• [TEXT SEGMENT]
START

Bump. Sadly, this will be the last year @Ron does this since not enough people cared to make their predictions.


----------



## stl775 (Oct 17, 2008)

1 Cleveland 
2 Chicago 
3 Brooklyn 
4 Miami 
5 Washington 
6 Atlanta 
7 Toronto 
8 New York 

1 LA clippers 
2 Portland 
3 Oklahoma City 
4 Dallas 
5 San Antonio 
6 Phoenix 
7 LA Lakers 
8 Houston


----------



## Basel (Mar 31, 2005)

@fsecreast @BlakeJesus @Bubbles @Wade County @taco_daddy @SpiderInThePastaBowl @UD40 @ATLien @AeroPlanino @Bill Russell @EpicFailGuy @Wade2Bosh @jnrjr79 @Jace @someone

Let's go, fellas. Make your predictions.


----------



## Myke (May 13, 2013)

East:

1. Cleveland
2. Chicago
3. Washington 
4. Toronto
5. Charlotte
6. Miami
7. Atlanta
8. Detroit

West: 

1. San Antonio
2. Golden State
3. LA Clippers
4. Oklahoma City
5. Houston
6. Portland
7. Dallas
8. Memphis


----------



## Basel (Mar 31, 2005)

END

• [PROVIDED INFORMATION]
START

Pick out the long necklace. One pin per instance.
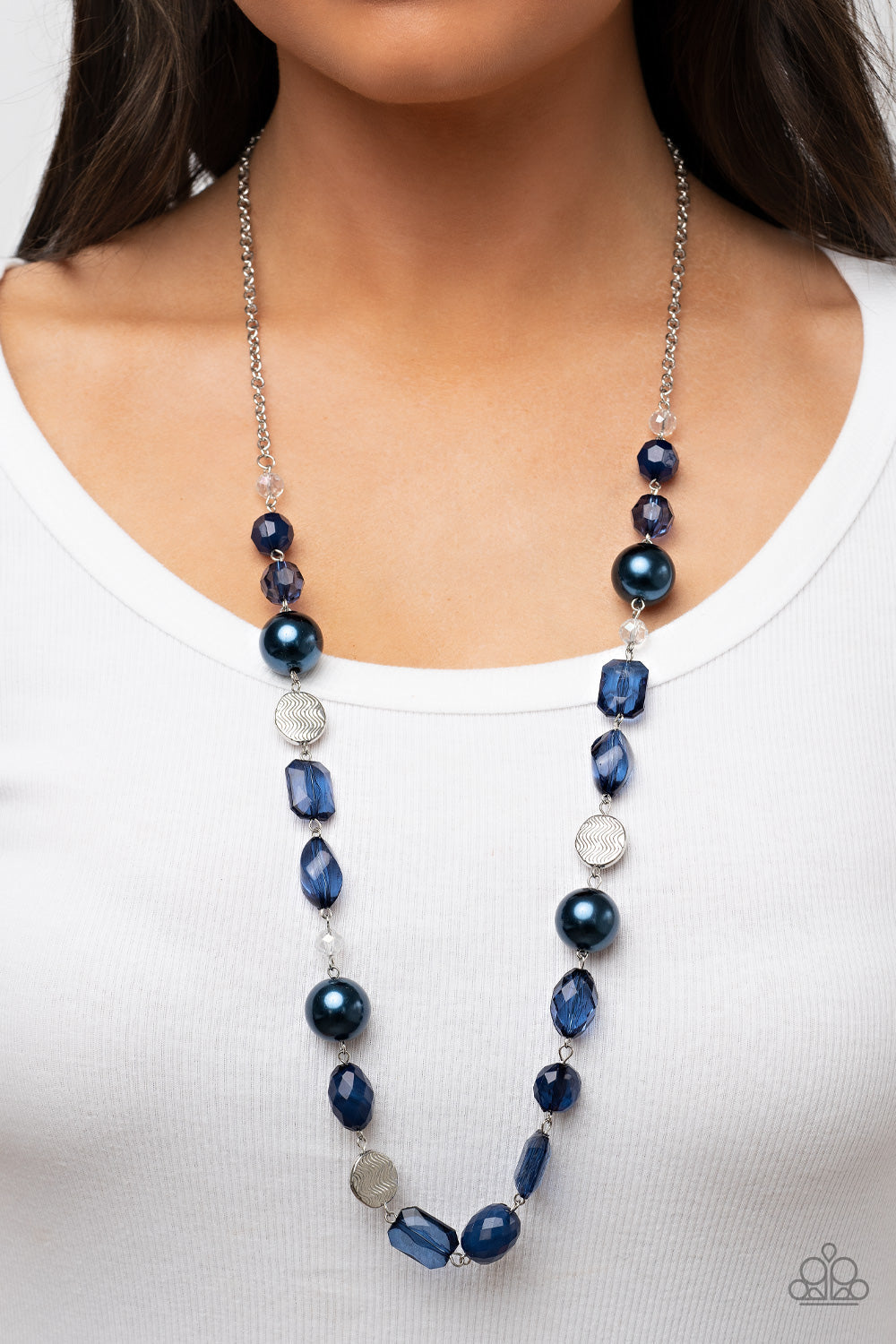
(587, 919)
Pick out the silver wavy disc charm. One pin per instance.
(374, 1179)
(300, 717)
(600, 840)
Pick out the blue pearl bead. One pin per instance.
(351, 1096)
(424, 1238)
(610, 761)
(587, 919)
(643, 570)
(556, 1088)
(271, 532)
(338, 1010)
(490, 1234)
(319, 873)
(292, 642)
(532, 1166)
(657, 460)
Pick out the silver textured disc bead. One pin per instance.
(300, 717)
(374, 1179)
(600, 840)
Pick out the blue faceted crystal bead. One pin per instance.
(651, 515)
(351, 1096)
(532, 1164)
(587, 919)
(490, 1234)
(320, 875)
(624, 688)
(338, 1010)
(271, 532)
(556, 1088)
(573, 1003)
(610, 761)
(424, 1238)
(657, 460)
(282, 582)
(311, 789)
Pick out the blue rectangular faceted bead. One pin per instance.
(624, 687)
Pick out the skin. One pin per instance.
(463, 217)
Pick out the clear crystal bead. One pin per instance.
(633, 632)
(331, 943)
(269, 486)
(662, 424)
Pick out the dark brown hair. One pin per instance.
(775, 105)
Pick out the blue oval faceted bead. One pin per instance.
(610, 761)
(282, 582)
(651, 515)
(292, 642)
(271, 532)
(573, 1003)
(320, 875)
(556, 1088)
(351, 1096)
(624, 688)
(587, 919)
(490, 1234)
(532, 1164)
(643, 570)
(424, 1238)
(338, 1010)
(311, 789)
(657, 460)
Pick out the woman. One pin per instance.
(458, 225)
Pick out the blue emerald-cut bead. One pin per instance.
(424, 1238)
(282, 582)
(338, 1010)
(490, 1234)
(532, 1164)
(657, 460)
(573, 1003)
(271, 532)
(587, 919)
(610, 761)
(624, 688)
(311, 789)
(351, 1096)
(319, 873)
(556, 1088)
(651, 515)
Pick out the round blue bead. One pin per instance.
(490, 1234)
(271, 532)
(556, 1088)
(657, 460)
(292, 642)
(643, 570)
(338, 1010)
(587, 919)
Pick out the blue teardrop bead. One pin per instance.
(573, 1003)
(610, 761)
(320, 875)
(532, 1164)
(351, 1096)
(490, 1234)
(424, 1238)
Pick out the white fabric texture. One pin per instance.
(169, 1167)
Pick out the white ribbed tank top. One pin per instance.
(169, 1167)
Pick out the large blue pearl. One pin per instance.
(643, 570)
(338, 1010)
(292, 642)
(587, 919)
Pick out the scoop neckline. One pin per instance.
(758, 591)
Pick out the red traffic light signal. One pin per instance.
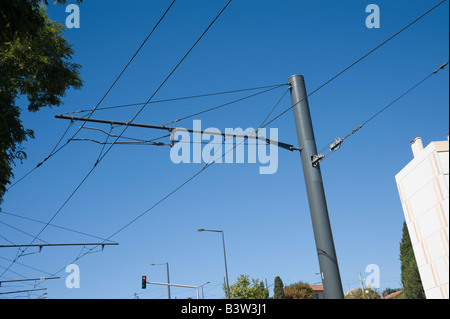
(144, 282)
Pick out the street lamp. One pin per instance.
(224, 255)
(168, 279)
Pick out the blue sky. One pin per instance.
(265, 218)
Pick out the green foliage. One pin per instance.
(299, 290)
(34, 63)
(246, 288)
(412, 284)
(278, 289)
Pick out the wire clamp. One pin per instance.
(336, 144)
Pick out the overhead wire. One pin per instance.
(54, 151)
(89, 115)
(180, 98)
(271, 121)
(123, 131)
(336, 144)
(358, 61)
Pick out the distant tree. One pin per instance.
(246, 288)
(299, 290)
(412, 284)
(389, 291)
(278, 289)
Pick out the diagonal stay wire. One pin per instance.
(271, 121)
(357, 61)
(54, 151)
(90, 114)
(224, 105)
(169, 76)
(209, 164)
(179, 98)
(107, 151)
(52, 225)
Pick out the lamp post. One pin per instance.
(168, 278)
(224, 255)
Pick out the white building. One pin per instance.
(423, 186)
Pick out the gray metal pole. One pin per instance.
(329, 268)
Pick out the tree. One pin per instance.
(278, 289)
(368, 293)
(299, 290)
(246, 288)
(34, 63)
(412, 284)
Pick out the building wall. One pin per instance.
(424, 192)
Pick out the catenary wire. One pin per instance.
(123, 131)
(357, 61)
(54, 151)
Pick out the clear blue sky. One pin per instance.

END

• [SHORT EXERCISE] Extend the NBA standings prediction thread with the next part, starting right after its last line.

• [OUTPUT]
Final bump. Contest closes today before tipoff (8:00 ET).


----------



## BlakeJesus (Feb 1, 2006)

WEST
1. Los Angeles Clippers
2. San Antonio Spurs
3. Oklahoma City Thunder
4. Golden State Warriors
5. Portland Trailblazers
6. Houston Rockets
7. Dallas Mavericks
8. Phoenix Suns

EAST
1. Cleveland Cavaliers
2. Chicago Bulls
3. Toronto Raptors
4. Washington Wizards
5. Miami Heat
6. Atlanta Hawks
7. Brooklyn Nets
8. Charlotte Hornets


----------



## Bogg (May 4, 2009)

West:

1)LAC
2)San An
3)OKC
4)Golden State
5)Dallas
6)Memphis
7)Portland
8)Houston

East:

1)Cleveland
2)Toronto
3)Chicago
4)Washington
5)Charlotte
6)Miami
7)Detroit
8)NYK


----------



## ATLien (Jun 18, 2002)

East
1. Cleveland
2. Chicago
3. Atlanta
4. Toronto
5. Washington
6. Miami
7. Charlotte
8. Detroit

West
1. San Antonio
2. Los Angeles
3. Oklahoma City
4. Golden State
5. Houston
6. Portland
7. Dallas
8. Phoenix


----------



## RollWithEm (Jul 16, 2002)

I know I'm not eligible to play this game, but I want to put in my picks anyway.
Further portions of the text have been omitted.